EXERCISE SET:
• a. List every bacterial function that the summary on the MDA phage and type IV pili names as one in which these pili are essential.
• b. Continue the summary on the MDA phage and type IV pili, starting after its final sentence.

EXCERPTED TEXT:
Background

Filamentous phages are non-lytic bacterial viruses that can integrate into bacterial genomes, often modifying host fitness. Unlike well-studied viruses such as Caudovirales, which have a tail and a head, filamentous phages such as CTXΦ in Vibrio cholerae and Pf4 in Pseudomonas aeruginosa have a filamentous shape, a worm-like chain (long, thin, and flexible), and contribute to biofilm formation, immune evasion and virulence of theirs hosts.

In N. meningitidis, the MDA phage is associated with increased biofilm formation and invasiveness.

N. meningitidis possesses several other virulence factors that are necessary for its virulence, such as the capsule (to avoid complement attack in the blood) and type IV pili. These pili are dynamic surface filaments essential in numerous bacterial functions including bacterial interaction with human cells, DNA uptake, twitching motility and bacterial-bacterial interactions. However, although these pili are essential, their main protein (PilE, whose assembly forms the pilus fiber) is subject to antigenic variation and is therefore extremely variable.

Objectives

We aimed to understand how the phage MDA interacts with type IV pili of N. meningitidis and how this interaction affects phage propagation and bacterial colonisation of eukaryotic cells.

Key Findings

1. Phage Entry Requires Retractable Type IV Pili
   • Phage transduction was impaired in mutants lacking PilT (retraction motor) or PilE (major pilin protein).
   • Other pilus-associated proteins, especially those at the tip (PilC1, PilC2, PilH, PillI, PilJ, and PilK), were not essential for phage entry.
2. The MDA phage Targets Pili Along Their Length, Not the Tip
   • Unlike other filamentous phages that bind to the pilus tip, MDAΦ binds along the entire pilus fiber.
3. Antigenic Variation Drives Phage Susceptibility
   • Class I pilE genes (major pilin) undergo antigenic variation via recombination with silent pilS
   • MDAΦ preferentially infects bacteria expressing specific PilE variants, which are more positively charged.
   • Even in strains engineered to express a single pilE variant, antigenic variation still occurred, allowing selection of phage-susceptible clones.
4. Phage Binding Correlates with Pili Charge
   • This binding is preferential to pili formed by positively charged variants of the major pilin protein PilE.

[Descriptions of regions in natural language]

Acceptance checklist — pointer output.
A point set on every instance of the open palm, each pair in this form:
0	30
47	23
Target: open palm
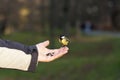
47	55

RESULTS FOR THE EXERCISE:
• a. bacterial interaction with human cells, DNA uptake, twitching motility, bacterial-bacterial interactions

• b.
   • The major phage coat protein ORF4 is negatively charged, suggesting electrostatic attraction facilitates binding between the phagic capsid and the pili.
5. The phagic protein ORF6 Is Not Involved in Pili Binding
   • ORF6, a protein encoded by the phage and described as an adsorption protein, does not interact with pilus tip proteins.
   • Phage binding occurred even in phages lacking ORF6.
6. Adhesion and Phage Infection Select the Same PilE Variants
   • Adhesion to human cells and phage transduction both enriched for bacteria expressing a precise PilE variant positively charged.
   • MDAΦ preferentially infects bacteria expressing specific PilE variants, which are more adhesive.
   • This suggests a dual selection mechanism where hyperadhesive bacteria are also more susceptible to phage infection, promoting colonization.

Implications

This study reveals a novel mechanism by which a filamentous phage promotes bacterial colonization: by selectively infecting and amplifying hyperadhesive variants of N. meningitidis. This dual role of pili in adhesion and phage susceptibility links phage biology directly to bacterial virulence and population dynamics.

Conclusion

MDAΦ does not follow the classical model of pilus-tip binding seen in other filamentous phages. Instead, it binds along the pilus fiber, favouring positively charged PilE variants that enhance bacterial adhesion. This interaction promotes the selection of hyperadhesive bacteria, potentially increasing the invasiveness and transmissibility of N. meningitidis.